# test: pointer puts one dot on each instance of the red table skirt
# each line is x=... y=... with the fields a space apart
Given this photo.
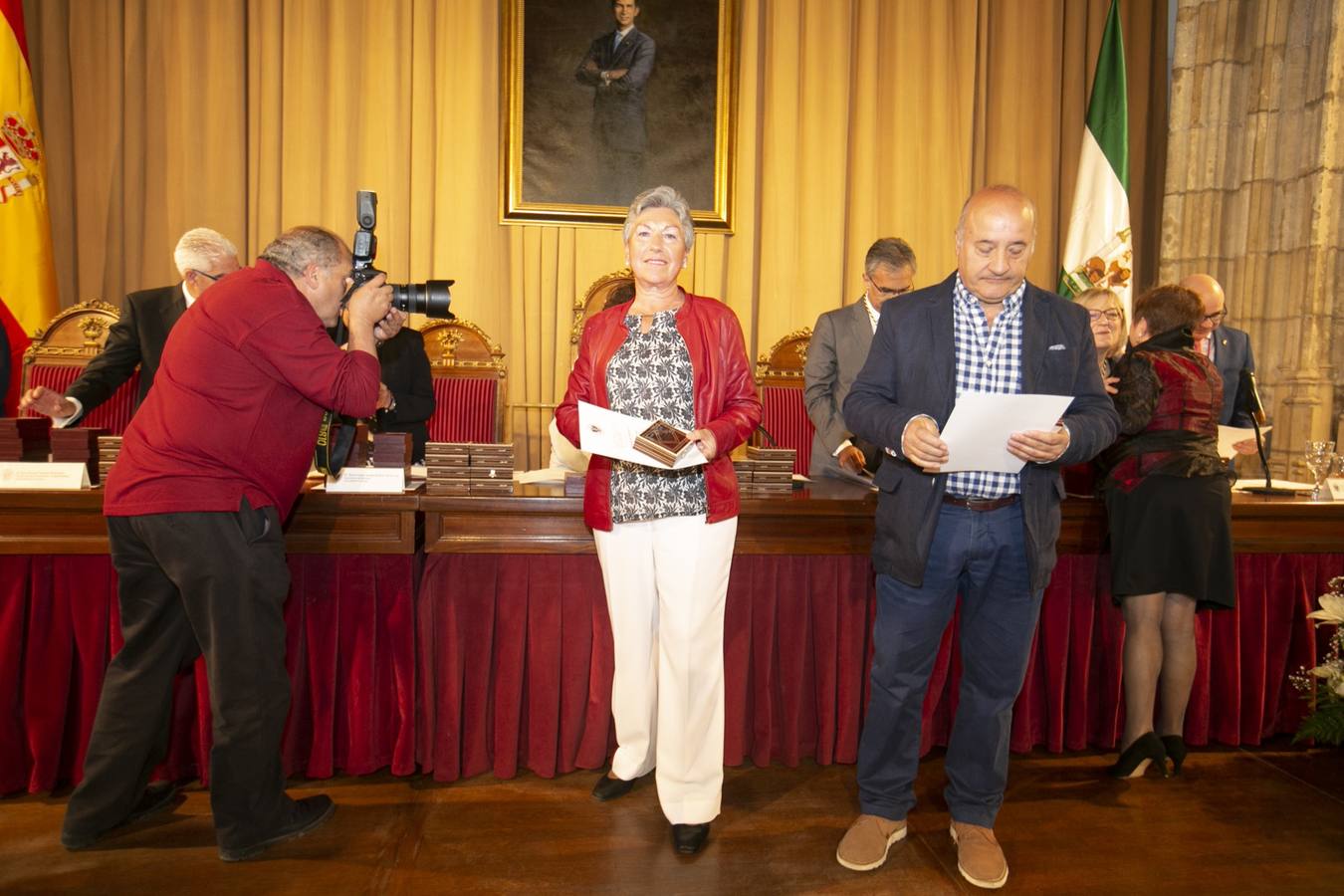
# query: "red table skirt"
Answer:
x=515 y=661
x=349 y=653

...

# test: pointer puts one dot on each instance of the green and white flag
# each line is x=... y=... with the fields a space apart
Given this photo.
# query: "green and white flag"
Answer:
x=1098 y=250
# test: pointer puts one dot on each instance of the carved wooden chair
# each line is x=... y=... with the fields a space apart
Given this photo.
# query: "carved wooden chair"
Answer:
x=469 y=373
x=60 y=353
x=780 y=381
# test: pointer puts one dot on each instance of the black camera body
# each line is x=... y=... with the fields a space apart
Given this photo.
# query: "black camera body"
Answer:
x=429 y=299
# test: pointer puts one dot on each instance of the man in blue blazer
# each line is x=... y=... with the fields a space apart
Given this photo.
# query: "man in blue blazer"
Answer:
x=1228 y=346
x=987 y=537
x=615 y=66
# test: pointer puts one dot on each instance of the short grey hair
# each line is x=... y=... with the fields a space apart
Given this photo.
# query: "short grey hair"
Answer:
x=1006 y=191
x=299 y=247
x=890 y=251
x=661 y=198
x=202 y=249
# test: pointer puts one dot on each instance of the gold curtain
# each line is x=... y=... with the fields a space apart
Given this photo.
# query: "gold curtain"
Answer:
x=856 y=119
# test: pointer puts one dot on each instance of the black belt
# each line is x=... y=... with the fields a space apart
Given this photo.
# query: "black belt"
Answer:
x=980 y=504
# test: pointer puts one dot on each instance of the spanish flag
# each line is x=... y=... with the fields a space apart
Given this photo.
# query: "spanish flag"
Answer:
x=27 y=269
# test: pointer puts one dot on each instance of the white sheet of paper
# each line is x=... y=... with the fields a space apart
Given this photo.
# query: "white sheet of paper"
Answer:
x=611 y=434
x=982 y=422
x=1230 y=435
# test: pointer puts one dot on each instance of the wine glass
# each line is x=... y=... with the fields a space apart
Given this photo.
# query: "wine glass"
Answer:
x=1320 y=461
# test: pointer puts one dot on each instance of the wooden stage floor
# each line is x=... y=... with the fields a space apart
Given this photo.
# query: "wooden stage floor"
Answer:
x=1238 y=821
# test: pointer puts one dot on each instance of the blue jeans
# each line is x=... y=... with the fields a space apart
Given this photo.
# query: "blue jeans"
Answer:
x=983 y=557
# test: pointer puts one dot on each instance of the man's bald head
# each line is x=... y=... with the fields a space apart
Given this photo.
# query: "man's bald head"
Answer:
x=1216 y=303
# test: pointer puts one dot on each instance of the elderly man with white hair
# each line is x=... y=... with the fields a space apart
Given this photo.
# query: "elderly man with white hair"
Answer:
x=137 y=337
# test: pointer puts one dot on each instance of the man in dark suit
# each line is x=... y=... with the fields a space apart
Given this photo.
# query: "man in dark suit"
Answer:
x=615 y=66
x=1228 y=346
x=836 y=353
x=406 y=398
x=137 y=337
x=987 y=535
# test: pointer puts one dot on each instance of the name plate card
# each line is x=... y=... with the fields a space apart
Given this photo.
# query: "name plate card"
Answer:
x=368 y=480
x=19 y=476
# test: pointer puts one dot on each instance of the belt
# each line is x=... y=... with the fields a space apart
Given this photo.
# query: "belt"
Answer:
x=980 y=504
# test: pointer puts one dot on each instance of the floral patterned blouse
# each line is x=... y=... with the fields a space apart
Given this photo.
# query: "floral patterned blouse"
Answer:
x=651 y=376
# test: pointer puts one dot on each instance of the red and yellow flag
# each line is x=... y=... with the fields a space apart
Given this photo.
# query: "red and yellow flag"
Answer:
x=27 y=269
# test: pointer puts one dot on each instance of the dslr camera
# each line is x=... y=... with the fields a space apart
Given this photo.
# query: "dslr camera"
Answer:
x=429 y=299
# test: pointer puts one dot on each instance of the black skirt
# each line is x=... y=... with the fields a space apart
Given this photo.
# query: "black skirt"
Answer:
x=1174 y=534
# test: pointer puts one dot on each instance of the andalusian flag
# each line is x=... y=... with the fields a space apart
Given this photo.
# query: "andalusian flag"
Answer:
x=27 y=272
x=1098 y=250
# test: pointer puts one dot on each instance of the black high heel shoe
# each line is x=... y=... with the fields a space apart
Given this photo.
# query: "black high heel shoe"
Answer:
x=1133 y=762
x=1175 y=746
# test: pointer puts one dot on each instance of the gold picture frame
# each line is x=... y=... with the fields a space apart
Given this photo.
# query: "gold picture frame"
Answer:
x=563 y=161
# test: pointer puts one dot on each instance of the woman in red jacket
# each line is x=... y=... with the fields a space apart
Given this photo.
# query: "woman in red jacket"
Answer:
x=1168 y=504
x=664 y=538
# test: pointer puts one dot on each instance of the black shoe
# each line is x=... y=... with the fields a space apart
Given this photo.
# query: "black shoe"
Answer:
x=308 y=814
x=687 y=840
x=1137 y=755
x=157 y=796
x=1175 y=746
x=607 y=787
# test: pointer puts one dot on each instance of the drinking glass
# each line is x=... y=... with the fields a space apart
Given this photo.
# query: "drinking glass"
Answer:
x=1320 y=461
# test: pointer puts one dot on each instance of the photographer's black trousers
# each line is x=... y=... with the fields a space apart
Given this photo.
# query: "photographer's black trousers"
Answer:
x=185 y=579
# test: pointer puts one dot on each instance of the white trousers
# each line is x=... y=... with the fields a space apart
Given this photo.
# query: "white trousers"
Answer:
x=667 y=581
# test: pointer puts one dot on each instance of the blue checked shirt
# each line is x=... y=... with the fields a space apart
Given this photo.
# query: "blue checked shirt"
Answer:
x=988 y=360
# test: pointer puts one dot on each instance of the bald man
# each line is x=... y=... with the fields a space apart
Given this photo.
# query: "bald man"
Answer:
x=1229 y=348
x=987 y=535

Your objective: Answer with a number alone: how many lines of the records contain the string "wine"?

Response to this exercise: 2